• **To do**: Copy exactly the lines of the records below, and only those lines, beginning with the line that contains "Task: a point for each instance of the broad" and ending with the line that contains "pixel 447 272".

◆ ◆ ◆

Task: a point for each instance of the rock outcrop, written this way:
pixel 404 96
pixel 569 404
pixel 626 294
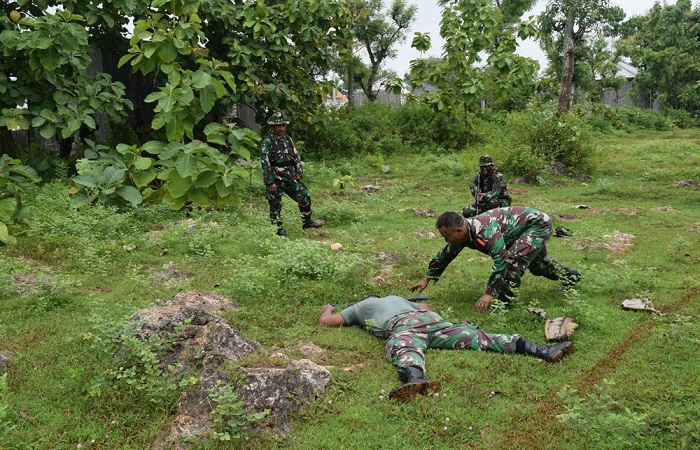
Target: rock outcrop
pixel 205 342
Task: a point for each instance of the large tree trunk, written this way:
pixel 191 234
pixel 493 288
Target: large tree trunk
pixel 567 73
pixel 7 143
pixel 351 90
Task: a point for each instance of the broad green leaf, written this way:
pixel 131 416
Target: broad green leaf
pixel 201 79
pixel 175 203
pixel 50 59
pixel 130 194
pixel 79 199
pixel 142 179
pixel 9 38
pixel 143 163
pixel 199 197
pixel 207 99
pixel 7 209
pixel 85 180
pixel 167 52
pixel 178 186
pixel 149 48
pixel 5 237
pixel 47 131
pixel 206 179
pixel 172 149
pixel 113 175
pixel 186 165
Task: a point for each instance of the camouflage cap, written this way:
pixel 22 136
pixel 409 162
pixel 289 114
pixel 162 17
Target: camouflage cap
pixel 485 160
pixel 277 119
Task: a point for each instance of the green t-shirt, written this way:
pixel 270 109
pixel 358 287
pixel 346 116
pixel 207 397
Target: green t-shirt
pixel 374 313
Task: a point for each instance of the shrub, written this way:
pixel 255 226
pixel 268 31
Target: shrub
pixel 308 259
pixel 376 128
pixel 549 137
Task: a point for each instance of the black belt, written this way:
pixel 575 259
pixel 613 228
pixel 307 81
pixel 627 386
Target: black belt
pixel 285 164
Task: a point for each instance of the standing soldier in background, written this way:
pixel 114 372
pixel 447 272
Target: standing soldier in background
pixel 488 188
pixel 282 173
pixel 516 239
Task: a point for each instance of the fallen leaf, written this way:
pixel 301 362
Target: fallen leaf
pixel 539 311
pixel 559 328
pixel 639 304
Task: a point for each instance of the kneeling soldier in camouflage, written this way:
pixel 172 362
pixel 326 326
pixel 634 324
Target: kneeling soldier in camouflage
pixel 282 173
pixel 410 328
pixel 514 237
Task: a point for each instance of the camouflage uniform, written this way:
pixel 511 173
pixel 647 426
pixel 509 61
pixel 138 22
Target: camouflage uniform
pixel 282 167
pixel 410 334
pixel 516 238
pixel 493 185
pixel 409 331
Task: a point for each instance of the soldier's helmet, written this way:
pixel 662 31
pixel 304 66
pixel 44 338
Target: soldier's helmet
pixel 485 160
pixel 277 119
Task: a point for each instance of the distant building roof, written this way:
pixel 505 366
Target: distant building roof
pixel 626 70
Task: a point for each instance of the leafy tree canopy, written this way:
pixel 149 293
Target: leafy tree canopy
pixel 665 46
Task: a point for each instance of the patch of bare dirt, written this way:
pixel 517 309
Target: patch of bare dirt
pixel 618 242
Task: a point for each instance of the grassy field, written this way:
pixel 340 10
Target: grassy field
pixel 631 381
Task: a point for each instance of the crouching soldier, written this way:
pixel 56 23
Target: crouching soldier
pixel 410 328
pixel 282 173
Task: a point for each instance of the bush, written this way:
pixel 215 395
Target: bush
pixel 634 118
pixel 376 128
pixel 542 137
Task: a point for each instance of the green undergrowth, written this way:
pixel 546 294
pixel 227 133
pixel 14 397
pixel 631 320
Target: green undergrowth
pixel 631 381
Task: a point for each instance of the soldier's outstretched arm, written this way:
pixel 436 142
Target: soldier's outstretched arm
pixel 422 284
pixel 328 319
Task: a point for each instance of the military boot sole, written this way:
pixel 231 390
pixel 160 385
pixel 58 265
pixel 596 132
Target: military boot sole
pixel 311 225
pixel 409 390
pixel 563 352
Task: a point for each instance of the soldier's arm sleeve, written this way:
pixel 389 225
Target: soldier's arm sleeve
pixel 473 186
pixel 440 262
pixel 268 177
pixel 298 166
pixel 499 185
pixel 499 255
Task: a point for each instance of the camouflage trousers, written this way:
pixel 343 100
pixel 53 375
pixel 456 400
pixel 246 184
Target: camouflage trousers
pixel 410 334
pixel 297 191
pixel 481 207
pixel 529 252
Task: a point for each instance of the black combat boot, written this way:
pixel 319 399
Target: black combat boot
pixel 569 279
pixel 553 353
pixel 308 223
pixel 413 383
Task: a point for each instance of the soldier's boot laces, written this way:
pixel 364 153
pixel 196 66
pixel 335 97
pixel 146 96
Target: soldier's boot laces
pixel 553 353
pixel 414 383
pixel 569 279
pixel 311 224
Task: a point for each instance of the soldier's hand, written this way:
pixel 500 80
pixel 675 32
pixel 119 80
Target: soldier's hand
pixel 422 284
pixel 483 303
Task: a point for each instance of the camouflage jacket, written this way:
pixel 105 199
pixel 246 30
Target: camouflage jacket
pixel 493 186
pixel 279 159
pixel 492 233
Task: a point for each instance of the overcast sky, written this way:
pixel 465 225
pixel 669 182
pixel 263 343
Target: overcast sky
pixel 429 15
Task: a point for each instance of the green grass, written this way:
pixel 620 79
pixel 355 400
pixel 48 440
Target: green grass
pixel 98 266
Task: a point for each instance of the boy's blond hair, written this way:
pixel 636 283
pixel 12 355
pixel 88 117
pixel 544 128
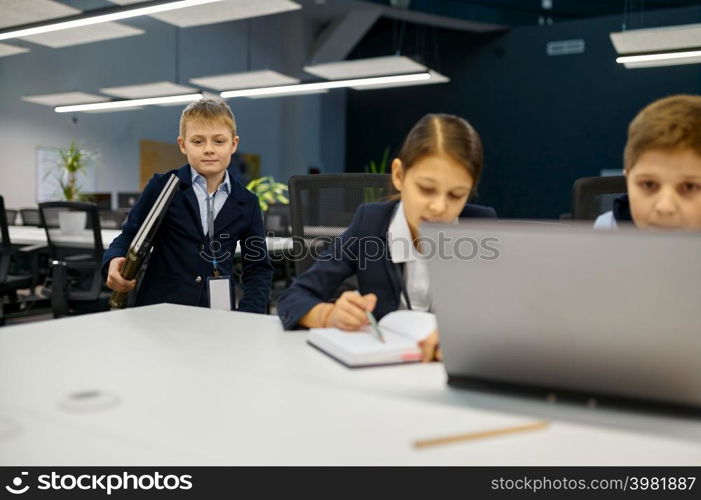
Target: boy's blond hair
pixel 670 124
pixel 208 110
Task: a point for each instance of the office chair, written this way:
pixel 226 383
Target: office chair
pixel 30 217
pixel 110 219
pixel 277 220
pixel 11 216
pixel 322 207
pixel 76 259
pixel 11 281
pixel 593 196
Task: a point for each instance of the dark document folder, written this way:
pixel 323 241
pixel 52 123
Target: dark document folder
pixel 142 242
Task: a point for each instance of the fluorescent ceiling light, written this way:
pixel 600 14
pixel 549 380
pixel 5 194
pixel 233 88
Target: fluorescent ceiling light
pixel 10 50
pixel 130 103
pixel 85 34
pixel 685 36
pixel 665 46
pixel 155 89
pixel 283 94
pixel 244 80
pixel 361 68
pixel 226 10
pixel 661 59
pixel 63 98
pixel 435 78
pixel 115 110
pixel 337 84
pixel 88 19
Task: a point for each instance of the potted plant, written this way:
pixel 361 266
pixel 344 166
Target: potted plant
pixel 268 191
pixel 73 163
pixel 381 167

◆ ◆ ◆

• **Solution below**:
Task: a point for each instance of the broad green leaf, written this way:
pixel 131 416
Target: broad green leaf
pixel 201 79
pixel 175 203
pixel 50 59
pixel 130 194
pixel 79 199
pixel 142 179
pixel 9 38
pixel 143 163
pixel 199 197
pixel 207 99
pixel 7 209
pixel 85 180
pixel 167 52
pixel 178 186
pixel 149 48
pixel 5 237
pixel 47 131
pixel 206 179
pixel 172 149
pixel 113 175
pixel 186 165
Task: a point for each instance of the camouflage cap, written this way:
pixel 22 136
pixel 409 162
pixel 289 114
pixel 162 17
Target: camouflage cap
pixel 485 160
pixel 277 119
Task: a point for each instance of the green t-shirt, written this way:
pixel 270 109
pixel 358 287
pixel 346 116
pixel 207 397
Target: green t-shirt
pixel 374 313
Task: a point for each instance of the shrub, written this way:
pixel 255 226
pixel 268 31
Target: shrub
pixel 308 259
pixel 376 128
pixel 549 137
Task: a point for each instance of the black belt, written this way:
pixel 575 259
pixel 613 228
pixel 307 81
pixel 627 386
Target: black belt
pixel 285 164
Task: a point for each instance of the standing soldier in background, written this way:
pixel 114 372
pixel 447 272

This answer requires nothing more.